**Reading passage:**
In the absence of any extant personal papers, the public records of Henry County, Alabama are helpful in reconstructing this period in the lives of both Isaac H. Tate and his father Harrison Tate. One of the most important transactions concerning these two men was recorded on April 27, 1881, when together, they purchased a "store house & lot" in Columbia, on Bond Street, adjacent to W.C. Koonce's drugstore, paying $650 to one S. Joseph of Muscogee County, Georgia. Afterward, Isaac opened a general merchandise store on the site, calling it "I.H. Tate and Company." No evidence has been found that his father was a partner or shareholder in the enterprise but it seems likely in view of his involvement in the purchase of the property.

Having acquired a place of business, father and son's next step was to purchase a residence. On May 5, 1881, Isaac H. Tate paid John T. Davis and his wife $28 for half of lot no. 8, which lay on the south side of River Street, in the so-called "Davis Addition." Although there seems to be no record of it in the Henry County courthouse, Isaac's father apparently bought the other half of lot no. 8. Four days later, Isaac's stepmother Mary C. Tate paid $150 for the adjacent lot no. 16, located on the southeast corner of River and Davis streets-the latter apparently named for Mr. Davis. Afterward, father and son either built, or hired carpenters to build, houses next door to one another, on their respective pieces of property. Although the Isaac H. Tate house no longer exists, the modest one-story frame house in which Harrison and Mary C. Tate resided was still standing, although slightly modified, as late as June 1997, and may be standing still.

**Instructions:**
(a) Please rewrite the paragraph beginning "In the absence of any extant personal papers" from the passage on the Tate family in Henry County more briefly, keeping its main facts.
(b) Carry on the account of the Tate family in Henry County from where it stops.

(Records from a data source)
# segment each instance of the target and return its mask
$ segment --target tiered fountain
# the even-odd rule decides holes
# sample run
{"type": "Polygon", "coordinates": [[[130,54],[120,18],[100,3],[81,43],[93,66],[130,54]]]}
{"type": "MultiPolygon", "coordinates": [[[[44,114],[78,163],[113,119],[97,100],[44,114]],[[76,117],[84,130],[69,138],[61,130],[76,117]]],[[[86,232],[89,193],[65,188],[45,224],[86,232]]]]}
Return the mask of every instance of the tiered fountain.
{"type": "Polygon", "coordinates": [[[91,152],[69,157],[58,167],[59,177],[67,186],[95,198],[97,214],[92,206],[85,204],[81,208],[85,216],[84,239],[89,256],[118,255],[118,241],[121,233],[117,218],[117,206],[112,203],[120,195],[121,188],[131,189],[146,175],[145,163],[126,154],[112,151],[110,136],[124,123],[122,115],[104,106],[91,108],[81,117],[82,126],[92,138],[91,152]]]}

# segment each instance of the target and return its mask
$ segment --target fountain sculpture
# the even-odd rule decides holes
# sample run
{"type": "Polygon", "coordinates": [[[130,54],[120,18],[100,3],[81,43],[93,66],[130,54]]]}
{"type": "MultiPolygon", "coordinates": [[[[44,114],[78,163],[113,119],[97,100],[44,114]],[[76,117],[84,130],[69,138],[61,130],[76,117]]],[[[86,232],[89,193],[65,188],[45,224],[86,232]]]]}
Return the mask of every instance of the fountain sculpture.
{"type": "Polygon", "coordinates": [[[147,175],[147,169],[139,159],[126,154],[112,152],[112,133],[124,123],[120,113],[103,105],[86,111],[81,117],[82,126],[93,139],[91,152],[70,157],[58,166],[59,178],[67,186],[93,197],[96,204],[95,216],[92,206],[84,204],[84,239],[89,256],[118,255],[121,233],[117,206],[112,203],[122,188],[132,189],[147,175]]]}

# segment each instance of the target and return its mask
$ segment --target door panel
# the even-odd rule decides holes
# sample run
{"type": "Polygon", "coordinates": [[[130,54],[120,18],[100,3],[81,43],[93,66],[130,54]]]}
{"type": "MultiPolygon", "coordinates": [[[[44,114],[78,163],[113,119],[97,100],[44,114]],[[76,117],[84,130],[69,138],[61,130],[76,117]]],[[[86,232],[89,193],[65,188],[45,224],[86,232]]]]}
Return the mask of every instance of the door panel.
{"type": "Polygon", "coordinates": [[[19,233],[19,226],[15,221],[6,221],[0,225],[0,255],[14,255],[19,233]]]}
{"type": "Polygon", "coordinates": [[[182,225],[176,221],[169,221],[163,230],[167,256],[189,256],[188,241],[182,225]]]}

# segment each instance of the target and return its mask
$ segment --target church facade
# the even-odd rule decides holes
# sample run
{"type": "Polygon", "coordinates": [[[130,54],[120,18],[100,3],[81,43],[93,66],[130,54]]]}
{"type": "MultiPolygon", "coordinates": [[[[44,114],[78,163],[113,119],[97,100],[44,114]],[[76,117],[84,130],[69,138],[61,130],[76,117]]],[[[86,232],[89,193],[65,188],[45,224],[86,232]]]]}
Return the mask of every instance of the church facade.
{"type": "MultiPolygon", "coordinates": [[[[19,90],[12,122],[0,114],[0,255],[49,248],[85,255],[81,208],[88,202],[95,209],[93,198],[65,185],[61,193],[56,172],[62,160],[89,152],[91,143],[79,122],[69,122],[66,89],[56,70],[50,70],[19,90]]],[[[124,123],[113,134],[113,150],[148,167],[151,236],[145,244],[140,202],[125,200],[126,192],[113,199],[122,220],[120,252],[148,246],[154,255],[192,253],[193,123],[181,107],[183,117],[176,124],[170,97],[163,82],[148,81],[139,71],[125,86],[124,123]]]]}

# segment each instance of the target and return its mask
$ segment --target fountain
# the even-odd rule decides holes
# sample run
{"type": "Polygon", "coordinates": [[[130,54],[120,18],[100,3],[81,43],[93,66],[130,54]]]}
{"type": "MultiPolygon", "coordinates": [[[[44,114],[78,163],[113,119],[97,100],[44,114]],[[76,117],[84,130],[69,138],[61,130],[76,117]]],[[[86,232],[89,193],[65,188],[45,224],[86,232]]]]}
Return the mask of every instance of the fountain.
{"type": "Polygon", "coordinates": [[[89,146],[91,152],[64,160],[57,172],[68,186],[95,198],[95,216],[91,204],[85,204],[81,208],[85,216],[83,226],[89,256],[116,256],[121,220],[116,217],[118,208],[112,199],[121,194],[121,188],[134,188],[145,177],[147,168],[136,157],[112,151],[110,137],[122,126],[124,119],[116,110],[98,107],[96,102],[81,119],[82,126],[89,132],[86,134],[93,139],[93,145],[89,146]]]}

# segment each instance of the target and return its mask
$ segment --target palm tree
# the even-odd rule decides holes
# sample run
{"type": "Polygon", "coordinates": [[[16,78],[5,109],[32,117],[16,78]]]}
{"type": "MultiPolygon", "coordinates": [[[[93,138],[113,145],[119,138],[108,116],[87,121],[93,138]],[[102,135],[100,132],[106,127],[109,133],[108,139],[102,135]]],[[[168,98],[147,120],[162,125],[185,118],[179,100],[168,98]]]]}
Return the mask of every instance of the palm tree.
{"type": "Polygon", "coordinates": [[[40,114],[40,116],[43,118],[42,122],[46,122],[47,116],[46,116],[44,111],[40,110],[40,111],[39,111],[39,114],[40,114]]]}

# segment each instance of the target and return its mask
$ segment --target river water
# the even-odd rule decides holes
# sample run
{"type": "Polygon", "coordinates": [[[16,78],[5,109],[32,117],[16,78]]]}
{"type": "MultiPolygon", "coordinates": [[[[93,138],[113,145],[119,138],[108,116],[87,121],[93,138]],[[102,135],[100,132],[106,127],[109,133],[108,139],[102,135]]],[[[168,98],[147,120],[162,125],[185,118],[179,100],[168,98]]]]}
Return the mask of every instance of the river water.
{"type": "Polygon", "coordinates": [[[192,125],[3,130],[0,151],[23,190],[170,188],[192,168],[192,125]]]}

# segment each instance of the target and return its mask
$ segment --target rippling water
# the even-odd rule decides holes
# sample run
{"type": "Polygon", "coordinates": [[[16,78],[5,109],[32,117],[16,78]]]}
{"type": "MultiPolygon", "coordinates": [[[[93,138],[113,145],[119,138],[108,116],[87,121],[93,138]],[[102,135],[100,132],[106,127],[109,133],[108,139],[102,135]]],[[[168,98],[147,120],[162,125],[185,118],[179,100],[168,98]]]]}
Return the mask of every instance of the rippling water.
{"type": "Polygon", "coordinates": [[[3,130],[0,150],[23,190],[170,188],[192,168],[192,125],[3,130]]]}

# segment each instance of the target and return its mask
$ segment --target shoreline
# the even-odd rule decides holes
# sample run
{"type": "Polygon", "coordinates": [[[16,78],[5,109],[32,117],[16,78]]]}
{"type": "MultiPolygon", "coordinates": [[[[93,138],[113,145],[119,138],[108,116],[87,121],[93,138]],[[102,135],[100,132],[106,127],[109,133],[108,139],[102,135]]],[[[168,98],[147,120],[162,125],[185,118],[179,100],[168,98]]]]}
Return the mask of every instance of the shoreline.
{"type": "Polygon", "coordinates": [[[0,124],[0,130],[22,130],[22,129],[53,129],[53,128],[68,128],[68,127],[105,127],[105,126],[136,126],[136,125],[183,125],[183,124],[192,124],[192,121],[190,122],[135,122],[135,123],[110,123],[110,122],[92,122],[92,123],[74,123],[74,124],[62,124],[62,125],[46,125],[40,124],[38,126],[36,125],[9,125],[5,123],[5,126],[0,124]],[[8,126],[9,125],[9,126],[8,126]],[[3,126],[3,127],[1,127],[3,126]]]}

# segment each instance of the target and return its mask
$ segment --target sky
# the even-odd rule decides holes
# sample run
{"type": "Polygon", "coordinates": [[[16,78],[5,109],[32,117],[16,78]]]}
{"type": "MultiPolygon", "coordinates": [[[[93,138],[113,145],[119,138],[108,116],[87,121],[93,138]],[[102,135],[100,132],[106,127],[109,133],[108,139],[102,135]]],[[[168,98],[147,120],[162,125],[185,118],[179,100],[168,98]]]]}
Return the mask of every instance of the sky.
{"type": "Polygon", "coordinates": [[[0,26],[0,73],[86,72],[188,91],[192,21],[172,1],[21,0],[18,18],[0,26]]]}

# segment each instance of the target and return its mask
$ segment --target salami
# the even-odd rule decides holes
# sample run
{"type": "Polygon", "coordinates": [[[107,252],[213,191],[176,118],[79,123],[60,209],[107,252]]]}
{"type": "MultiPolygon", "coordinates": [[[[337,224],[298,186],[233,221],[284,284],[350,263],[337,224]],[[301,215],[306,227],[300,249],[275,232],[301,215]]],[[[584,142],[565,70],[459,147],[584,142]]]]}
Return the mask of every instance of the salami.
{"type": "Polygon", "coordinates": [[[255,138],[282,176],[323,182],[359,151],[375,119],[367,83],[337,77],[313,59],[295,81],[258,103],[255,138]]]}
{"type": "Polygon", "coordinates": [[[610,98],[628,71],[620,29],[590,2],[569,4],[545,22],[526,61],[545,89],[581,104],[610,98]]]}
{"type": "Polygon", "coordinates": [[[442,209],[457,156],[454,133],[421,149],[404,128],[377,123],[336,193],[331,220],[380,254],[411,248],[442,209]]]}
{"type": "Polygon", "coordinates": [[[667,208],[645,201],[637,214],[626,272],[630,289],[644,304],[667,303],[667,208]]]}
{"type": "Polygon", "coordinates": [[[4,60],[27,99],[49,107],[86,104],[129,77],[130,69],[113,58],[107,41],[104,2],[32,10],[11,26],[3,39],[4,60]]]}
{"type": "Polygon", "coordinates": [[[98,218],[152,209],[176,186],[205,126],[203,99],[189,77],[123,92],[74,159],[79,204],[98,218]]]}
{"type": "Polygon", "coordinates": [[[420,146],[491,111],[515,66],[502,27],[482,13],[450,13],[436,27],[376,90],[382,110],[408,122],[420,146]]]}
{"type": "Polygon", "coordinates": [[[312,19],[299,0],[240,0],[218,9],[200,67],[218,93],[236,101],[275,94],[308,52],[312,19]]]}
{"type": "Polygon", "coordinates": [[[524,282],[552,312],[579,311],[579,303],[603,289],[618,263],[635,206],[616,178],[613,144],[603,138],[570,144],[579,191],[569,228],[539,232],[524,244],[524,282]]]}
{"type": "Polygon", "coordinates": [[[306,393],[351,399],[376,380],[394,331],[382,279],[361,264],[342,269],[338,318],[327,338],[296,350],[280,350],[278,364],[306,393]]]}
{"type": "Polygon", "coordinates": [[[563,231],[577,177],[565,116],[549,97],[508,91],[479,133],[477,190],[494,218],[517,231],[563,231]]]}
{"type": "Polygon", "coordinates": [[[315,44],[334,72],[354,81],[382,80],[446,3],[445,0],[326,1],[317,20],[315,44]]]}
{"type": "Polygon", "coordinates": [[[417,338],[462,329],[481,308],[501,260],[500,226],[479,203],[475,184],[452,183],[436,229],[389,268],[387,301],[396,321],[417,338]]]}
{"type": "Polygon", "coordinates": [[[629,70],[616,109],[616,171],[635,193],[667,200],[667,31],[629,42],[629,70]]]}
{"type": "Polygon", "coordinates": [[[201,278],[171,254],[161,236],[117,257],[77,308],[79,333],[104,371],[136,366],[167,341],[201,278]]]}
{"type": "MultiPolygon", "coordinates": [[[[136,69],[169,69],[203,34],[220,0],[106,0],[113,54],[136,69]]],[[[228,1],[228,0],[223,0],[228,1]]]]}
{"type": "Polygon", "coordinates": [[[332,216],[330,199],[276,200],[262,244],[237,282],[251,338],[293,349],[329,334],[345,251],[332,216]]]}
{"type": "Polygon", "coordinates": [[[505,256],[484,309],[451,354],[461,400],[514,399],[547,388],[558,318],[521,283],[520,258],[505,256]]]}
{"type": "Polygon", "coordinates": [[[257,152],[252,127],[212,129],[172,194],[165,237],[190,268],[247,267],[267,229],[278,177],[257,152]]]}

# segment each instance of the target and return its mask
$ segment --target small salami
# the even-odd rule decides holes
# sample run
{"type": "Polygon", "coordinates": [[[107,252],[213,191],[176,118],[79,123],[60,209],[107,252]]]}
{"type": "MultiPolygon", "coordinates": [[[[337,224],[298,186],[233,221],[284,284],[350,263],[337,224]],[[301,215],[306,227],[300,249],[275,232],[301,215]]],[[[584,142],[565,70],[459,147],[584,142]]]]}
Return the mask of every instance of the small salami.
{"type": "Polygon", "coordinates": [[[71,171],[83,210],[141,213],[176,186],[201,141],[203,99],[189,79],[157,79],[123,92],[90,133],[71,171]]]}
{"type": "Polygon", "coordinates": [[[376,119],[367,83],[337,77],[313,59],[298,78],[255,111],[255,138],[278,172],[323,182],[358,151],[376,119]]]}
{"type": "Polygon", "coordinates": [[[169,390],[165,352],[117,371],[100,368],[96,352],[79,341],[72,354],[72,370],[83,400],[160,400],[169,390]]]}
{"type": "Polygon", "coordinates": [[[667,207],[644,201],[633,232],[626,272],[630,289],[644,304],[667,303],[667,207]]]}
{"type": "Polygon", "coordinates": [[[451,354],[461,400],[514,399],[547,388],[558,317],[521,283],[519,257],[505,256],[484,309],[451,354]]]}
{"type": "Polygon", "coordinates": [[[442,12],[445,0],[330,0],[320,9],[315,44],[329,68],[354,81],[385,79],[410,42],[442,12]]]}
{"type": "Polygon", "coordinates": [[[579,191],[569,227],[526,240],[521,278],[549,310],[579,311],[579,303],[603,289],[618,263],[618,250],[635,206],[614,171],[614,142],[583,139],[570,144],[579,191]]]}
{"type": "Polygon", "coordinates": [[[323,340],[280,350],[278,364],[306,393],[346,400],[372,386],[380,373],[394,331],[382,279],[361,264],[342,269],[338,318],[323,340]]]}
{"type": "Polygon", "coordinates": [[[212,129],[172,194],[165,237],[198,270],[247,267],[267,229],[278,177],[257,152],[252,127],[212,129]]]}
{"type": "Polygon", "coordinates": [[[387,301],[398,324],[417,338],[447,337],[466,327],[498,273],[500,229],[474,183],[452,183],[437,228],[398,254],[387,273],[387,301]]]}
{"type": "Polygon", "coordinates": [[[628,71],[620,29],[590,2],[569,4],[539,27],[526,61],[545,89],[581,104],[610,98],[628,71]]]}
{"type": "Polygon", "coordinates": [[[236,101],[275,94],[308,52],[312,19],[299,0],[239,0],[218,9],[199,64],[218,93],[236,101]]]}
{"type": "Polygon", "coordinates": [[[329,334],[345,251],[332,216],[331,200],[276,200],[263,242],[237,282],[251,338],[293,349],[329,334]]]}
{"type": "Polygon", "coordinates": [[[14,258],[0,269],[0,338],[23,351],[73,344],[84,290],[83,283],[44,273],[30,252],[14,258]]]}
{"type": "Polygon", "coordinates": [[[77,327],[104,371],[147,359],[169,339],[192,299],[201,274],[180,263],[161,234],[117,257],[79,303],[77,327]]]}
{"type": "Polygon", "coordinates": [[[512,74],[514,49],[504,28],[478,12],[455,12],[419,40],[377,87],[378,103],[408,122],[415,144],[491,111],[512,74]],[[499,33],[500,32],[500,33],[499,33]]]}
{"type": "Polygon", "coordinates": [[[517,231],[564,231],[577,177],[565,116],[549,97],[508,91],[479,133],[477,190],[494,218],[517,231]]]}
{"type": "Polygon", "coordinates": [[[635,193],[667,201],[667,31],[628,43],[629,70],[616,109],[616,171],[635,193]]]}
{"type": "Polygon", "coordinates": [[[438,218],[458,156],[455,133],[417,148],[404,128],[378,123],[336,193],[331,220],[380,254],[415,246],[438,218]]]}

**Answers for this exercise:**
(a) With no personal papers surviving, the public records of Henry County, Alabama help reconstruct this period in the lives of Isaac H. Tate and his father, Harrison Tate. On April 27, 1881, the two jointly bought a "store house & lot" on Bond Street in Columbia, next to W.C. Koonce's drugstore, paying $650 to S. Joseph of Muscogee County, Georgia. Isaac then opened a general merchandise store there called "I.H. Tate and Company." No evidence shows that his father was a partner or shareholder, though his role in the purchase makes it seem likely.

(b)
After moving to Columbia, Isaac H. Tate sold his farm in Lee County, on December 1, 1881, to one J.H. Howard, for the sum of $800. What prompted this move has been lost to history. Today Columbia, a tiny riverside community with a population of just over 800 residents (according to the 2000 U.S. Census), is situated in Houston County (named for Alabama governor George S. Houston), which was formed in 1903 from the southern half of Henry. We do not know the extent of Isaac's success in his new business during its first few years of operation. Clearly, there were times when sales were in a slump. One advertisement, in the August 1, 1883 edition of the Columbia Enterprise, offered the store's "entire stock of good[s] at cost for the next thirty days," adding: "We mean what we say." Another ad proclaimed:

I. H. TATE & CO., stand at the head of the list as one of the leading firms of this place, and as actions speak louder than words they have the confidence of their customers and the public generally.

They keep a large and well selected stock of general merchandise, and their house is now stocked and packed full of new goods. They are certainly the farmer's friend, and will not be undersold, and do compete prices with any merchant in Southeast Alabama.

They have on hand a remnant of winter stock, which they are now closing out at COST. Liberal discounts made to country merchants.

We don't ask you to take our word for it, but only ask you to try them and price their goods before purchasing. Those who try them once will not regret it, but will try them again.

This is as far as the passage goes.